### WHAT IS EXPECTED
Gather, from the listing beneath this task, every line holding the string "paper".

• • • •

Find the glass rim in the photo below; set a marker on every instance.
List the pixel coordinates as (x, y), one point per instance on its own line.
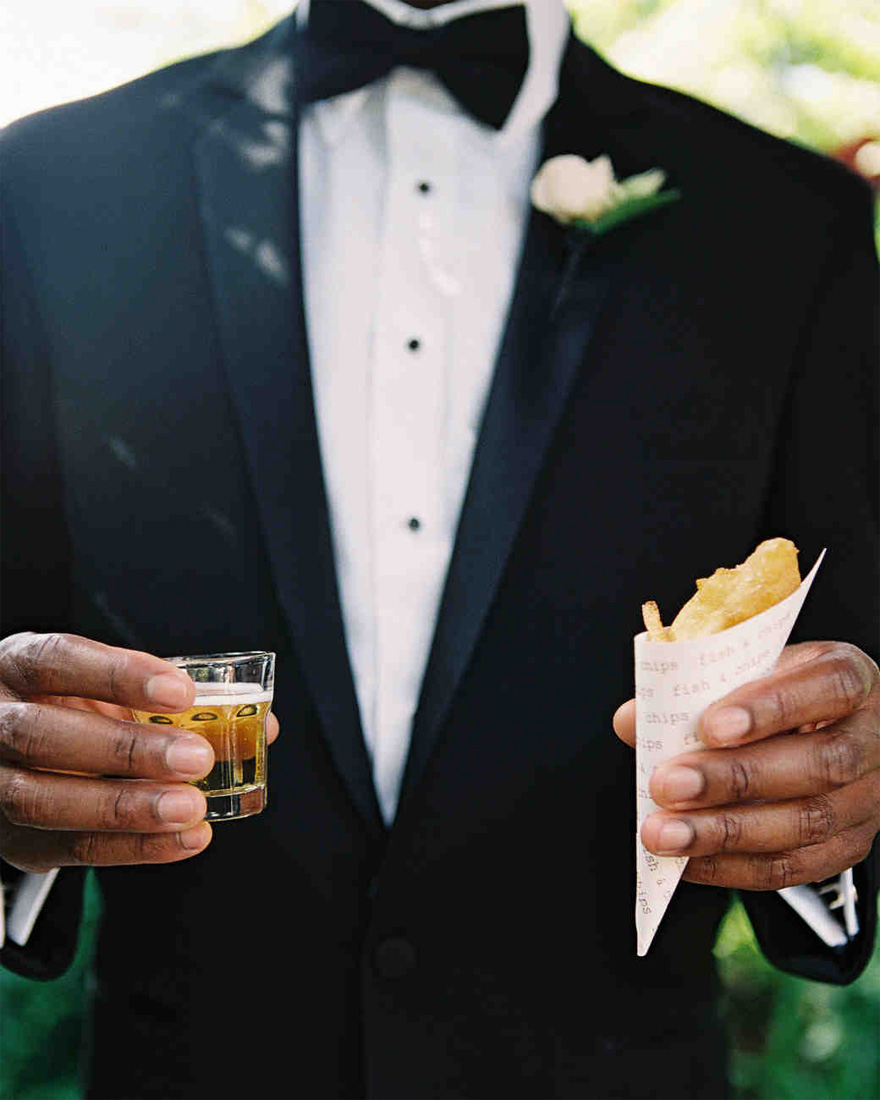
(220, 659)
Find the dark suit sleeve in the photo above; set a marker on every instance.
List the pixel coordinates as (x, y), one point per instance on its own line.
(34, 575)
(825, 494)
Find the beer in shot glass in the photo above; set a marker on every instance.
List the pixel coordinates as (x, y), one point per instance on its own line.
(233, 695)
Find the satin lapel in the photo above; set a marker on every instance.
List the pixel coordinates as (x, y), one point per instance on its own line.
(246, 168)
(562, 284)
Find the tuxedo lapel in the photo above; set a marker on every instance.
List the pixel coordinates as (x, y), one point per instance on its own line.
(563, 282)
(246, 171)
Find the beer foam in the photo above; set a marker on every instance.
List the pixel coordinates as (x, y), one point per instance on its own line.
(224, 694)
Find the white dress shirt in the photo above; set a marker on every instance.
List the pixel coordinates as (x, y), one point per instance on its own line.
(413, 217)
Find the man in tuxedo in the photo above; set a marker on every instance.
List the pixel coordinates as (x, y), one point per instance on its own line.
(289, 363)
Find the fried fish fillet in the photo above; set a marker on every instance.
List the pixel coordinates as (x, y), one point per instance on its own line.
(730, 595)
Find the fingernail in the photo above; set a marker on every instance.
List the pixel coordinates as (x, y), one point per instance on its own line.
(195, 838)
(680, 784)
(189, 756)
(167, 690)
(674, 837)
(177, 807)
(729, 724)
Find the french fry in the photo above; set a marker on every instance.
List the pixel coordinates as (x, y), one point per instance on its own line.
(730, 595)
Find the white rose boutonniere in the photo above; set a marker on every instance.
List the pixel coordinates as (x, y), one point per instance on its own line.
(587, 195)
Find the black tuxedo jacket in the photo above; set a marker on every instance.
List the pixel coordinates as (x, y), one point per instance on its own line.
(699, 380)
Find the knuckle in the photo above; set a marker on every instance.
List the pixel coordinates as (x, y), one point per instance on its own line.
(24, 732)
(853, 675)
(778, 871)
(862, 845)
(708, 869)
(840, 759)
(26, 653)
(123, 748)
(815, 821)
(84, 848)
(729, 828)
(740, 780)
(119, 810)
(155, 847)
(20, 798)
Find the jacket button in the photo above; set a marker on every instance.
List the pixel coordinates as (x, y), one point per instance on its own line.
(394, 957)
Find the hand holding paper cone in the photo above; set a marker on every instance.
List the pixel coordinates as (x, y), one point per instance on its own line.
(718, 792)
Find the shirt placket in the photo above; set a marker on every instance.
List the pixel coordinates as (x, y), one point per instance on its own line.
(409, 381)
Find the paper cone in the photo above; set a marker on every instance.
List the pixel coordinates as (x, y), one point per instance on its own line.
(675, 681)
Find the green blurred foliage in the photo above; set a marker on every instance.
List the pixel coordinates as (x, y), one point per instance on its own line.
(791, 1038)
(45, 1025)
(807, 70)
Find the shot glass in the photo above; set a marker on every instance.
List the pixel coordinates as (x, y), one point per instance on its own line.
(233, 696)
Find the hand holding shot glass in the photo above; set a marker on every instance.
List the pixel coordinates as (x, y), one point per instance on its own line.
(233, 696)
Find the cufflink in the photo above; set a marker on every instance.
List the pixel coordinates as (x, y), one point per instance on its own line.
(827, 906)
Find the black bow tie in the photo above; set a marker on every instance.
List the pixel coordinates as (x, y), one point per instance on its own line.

• • • •

### EXERCISE OUTPUT
Find the hand holding paper cone in the photo above; set a marker on every instance.
Find the paper cone in the photo above; set a marker on every instance.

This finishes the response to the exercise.